◆ **Extracted information**:
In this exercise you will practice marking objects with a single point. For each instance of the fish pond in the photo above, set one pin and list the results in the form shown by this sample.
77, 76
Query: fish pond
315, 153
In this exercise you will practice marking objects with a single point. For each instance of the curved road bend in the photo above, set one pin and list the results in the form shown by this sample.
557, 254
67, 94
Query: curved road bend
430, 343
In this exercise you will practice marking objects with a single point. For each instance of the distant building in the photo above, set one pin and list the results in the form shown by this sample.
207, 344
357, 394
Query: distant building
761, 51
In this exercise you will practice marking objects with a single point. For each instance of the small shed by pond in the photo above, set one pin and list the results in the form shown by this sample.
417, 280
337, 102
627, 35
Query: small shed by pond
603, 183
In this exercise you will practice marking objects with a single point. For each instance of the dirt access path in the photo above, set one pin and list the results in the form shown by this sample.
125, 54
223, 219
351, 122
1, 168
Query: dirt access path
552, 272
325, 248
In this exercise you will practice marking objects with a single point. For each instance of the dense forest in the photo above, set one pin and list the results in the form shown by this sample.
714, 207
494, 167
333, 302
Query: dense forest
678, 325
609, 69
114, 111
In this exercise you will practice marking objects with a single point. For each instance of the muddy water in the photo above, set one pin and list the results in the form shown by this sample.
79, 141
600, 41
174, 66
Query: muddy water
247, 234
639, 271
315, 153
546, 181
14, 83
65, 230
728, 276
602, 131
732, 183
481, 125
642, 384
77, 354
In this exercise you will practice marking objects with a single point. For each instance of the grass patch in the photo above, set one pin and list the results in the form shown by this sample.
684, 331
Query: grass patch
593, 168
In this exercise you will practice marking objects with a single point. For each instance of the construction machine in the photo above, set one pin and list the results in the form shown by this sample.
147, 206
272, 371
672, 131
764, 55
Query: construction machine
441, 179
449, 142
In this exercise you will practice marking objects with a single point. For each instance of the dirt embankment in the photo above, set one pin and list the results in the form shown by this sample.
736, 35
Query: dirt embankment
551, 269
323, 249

◆ **Task to carry out**: Give every entry in the listing above again, exactly as written.

◆ **Answer space**:
In this exercise you will practice marking objects with a single point. For each instance of the fish pond in the photo above, set one pin and list the results in the form shown by this sample.
77, 76
Query: fish pond
315, 153
In this exercise you will practice marking objects with a single point. For each instance of the curved road bend in the photo above, set one pin and list the results in the form shown by this sample.
557, 254
67, 94
Query: curved road bend
430, 343
In this exercise you will practice marking objects with a single point. For each instance of the distant building in the photo above, set one pin and list the results in the form shown by this sample.
207, 344
357, 394
Query: distant building
761, 51
In this exercise you will practice marking objects with a single point. For each instance of the small shed by pond in the photo above, set one pin and list the results in the form shown by this sample.
417, 280
337, 102
627, 35
Query: small shed by pond
603, 183
In this exercise you will practice marking objects with a single point. For each instance of the dirt access path in the photo above, set one pin and list the results in the form shown by this sample.
125, 54
223, 219
351, 122
1, 168
Query: dirt access path
552, 272
325, 248
In this exercise you will practice marking objects with a single point. For each instance of the dense forest in the photo above, set one pin and list the results in the form shown by this sample.
714, 207
494, 167
333, 302
Query: dense forest
678, 325
609, 69
114, 111
In this exercise you will practice marking objects with a single point. For each instance of the muddy water in the photo above, set one pin and list the results in the form shown by this sample.
79, 141
600, 41
174, 66
Query: muddy water
247, 234
639, 271
315, 153
546, 181
14, 83
65, 230
728, 276
602, 131
732, 183
481, 125
642, 384
77, 354
In this exercise you will practice marking objects with a single point. For each instance of the grass patch in the photo above, set one pin and list the results in the form shown by this sample.
684, 331
Query: grass patch
593, 168
In this exercise you will practice marking objects with a single point. For each instance of the construction machine in the photo above, set one pin and list the results in the form shown by this sample.
147, 206
272, 371
672, 131
764, 55
Query: construction machine
441, 179
449, 142
In this exercise you will practice marking objects with a single point. For each instance of the dirt embankment in the photo above, set one pin and list the results in the form shown by this sample.
736, 35
Query: dirt embankment
551, 269
323, 249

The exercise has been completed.